Only an exact copy belongs in the answer: the line with "the church with" and every line after it through the end of the records, pictures left out.
^^^^
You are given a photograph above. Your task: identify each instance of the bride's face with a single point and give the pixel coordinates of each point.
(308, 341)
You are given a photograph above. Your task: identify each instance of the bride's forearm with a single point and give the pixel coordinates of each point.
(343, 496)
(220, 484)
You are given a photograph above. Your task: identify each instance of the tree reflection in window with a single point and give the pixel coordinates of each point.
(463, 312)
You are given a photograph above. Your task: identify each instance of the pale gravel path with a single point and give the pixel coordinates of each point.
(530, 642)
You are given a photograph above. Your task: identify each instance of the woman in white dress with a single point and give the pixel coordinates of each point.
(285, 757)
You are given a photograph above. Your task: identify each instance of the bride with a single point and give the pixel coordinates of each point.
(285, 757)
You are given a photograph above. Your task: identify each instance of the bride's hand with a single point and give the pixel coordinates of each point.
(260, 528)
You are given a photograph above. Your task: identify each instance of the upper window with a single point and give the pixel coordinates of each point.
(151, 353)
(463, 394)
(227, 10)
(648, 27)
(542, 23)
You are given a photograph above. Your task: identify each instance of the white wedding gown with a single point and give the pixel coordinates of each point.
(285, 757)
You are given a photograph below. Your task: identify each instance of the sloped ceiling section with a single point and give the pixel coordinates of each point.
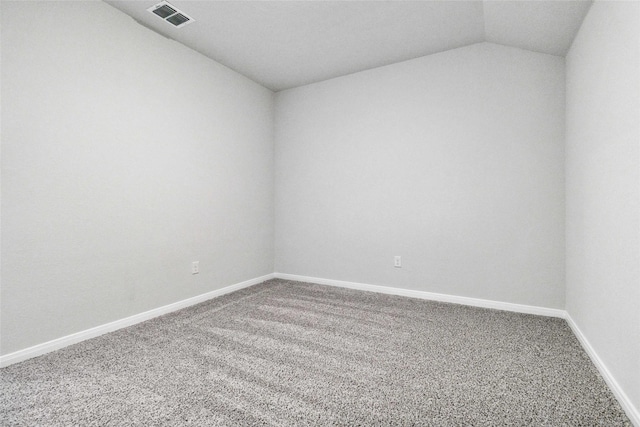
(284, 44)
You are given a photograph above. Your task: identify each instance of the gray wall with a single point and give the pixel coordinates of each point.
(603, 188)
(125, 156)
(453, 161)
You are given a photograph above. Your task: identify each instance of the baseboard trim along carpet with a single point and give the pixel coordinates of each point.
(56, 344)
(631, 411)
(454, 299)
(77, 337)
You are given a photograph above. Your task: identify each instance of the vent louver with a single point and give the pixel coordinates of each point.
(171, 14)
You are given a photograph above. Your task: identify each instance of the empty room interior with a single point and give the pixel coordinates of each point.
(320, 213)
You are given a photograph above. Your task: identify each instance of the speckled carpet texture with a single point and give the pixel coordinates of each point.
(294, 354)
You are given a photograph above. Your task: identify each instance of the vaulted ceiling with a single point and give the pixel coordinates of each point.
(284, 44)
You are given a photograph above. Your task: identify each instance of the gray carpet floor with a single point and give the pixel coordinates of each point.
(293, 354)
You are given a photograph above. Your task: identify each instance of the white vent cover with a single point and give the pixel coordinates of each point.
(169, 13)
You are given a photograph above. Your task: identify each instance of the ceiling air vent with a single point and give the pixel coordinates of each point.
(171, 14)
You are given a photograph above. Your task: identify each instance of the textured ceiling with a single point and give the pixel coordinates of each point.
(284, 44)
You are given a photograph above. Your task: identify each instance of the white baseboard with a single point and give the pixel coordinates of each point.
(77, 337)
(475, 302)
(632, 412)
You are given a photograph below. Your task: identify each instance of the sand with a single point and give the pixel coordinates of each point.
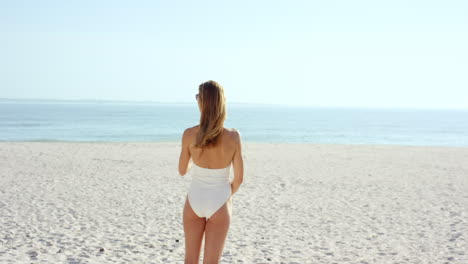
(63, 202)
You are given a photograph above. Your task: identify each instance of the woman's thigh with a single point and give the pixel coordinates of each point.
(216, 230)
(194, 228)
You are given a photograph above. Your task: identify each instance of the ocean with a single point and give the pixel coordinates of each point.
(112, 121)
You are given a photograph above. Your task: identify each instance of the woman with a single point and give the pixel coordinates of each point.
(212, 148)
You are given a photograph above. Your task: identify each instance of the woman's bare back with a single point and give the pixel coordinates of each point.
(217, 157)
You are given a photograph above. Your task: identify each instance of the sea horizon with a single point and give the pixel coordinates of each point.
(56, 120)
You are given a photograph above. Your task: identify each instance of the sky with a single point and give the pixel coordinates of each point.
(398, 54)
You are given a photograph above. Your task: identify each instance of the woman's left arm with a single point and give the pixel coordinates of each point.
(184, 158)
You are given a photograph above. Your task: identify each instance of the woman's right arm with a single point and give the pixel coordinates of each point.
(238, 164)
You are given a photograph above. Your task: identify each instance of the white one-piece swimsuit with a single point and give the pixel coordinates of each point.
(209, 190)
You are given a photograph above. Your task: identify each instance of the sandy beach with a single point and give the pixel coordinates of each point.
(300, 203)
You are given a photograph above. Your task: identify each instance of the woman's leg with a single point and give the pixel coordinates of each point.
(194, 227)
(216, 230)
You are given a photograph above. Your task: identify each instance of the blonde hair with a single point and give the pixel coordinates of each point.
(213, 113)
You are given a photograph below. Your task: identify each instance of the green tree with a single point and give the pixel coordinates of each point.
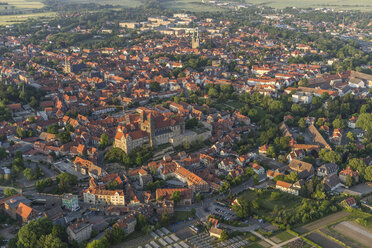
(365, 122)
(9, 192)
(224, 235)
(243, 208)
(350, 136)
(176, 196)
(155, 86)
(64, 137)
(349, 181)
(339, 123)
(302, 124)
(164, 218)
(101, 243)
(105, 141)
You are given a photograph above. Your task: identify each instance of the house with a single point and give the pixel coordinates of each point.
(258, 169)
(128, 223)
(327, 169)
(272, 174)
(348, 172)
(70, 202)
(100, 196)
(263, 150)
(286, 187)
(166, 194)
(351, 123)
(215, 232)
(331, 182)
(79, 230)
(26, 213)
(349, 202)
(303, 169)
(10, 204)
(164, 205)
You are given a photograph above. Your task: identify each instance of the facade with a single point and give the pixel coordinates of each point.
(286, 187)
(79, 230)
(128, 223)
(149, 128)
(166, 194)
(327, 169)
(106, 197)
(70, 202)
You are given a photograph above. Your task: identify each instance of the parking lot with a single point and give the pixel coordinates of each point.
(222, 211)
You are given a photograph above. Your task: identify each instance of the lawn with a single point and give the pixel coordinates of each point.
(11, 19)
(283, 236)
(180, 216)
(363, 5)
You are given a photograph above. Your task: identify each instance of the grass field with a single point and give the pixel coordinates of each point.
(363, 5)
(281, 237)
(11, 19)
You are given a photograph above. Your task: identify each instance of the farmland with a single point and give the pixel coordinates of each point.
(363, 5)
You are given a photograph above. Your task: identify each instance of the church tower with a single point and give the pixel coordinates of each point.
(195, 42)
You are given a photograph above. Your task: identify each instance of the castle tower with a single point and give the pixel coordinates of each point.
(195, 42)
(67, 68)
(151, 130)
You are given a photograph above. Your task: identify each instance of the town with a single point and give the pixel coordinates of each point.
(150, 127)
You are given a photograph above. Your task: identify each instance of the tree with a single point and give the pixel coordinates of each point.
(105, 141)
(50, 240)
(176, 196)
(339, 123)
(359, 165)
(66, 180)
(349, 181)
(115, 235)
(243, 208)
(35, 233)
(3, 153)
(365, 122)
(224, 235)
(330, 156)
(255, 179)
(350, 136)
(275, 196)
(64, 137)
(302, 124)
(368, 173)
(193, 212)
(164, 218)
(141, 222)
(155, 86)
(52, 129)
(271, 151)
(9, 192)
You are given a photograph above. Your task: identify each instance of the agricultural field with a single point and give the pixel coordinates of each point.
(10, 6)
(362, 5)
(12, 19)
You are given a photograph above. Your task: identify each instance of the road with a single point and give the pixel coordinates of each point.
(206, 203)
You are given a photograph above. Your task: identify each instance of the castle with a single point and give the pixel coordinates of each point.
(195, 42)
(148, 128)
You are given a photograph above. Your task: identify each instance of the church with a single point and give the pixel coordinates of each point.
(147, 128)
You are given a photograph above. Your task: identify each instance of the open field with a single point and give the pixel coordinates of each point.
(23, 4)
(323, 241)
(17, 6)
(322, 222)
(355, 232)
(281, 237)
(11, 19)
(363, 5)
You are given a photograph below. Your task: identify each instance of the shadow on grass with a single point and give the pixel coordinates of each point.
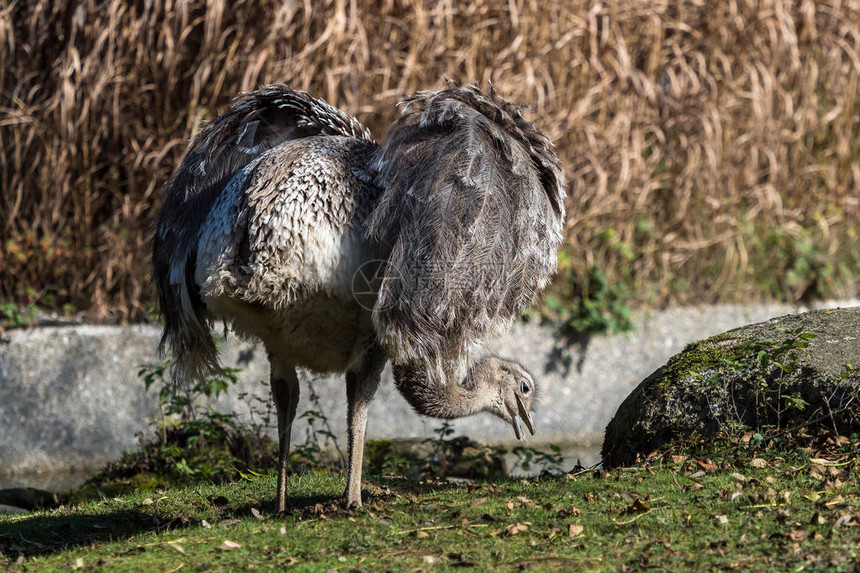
^^^^
**Reply to the task**
You are given a photograph above. Your task: identify each instance of the church with a single point and give the pixel coordinates of each point.
(147, 128)
You are given a photograph above. Your task: identify each instance of the open field with a single point and give the pixel coordinates of each point.
(23, 4)
(323, 241)
(17, 6)
(322, 222)
(355, 232)
(281, 237)
(11, 19)
(363, 5)
You are given a photograph below. Your task: identify each instance of the shadow on grass with a single point and give the pixel coordinates of each point.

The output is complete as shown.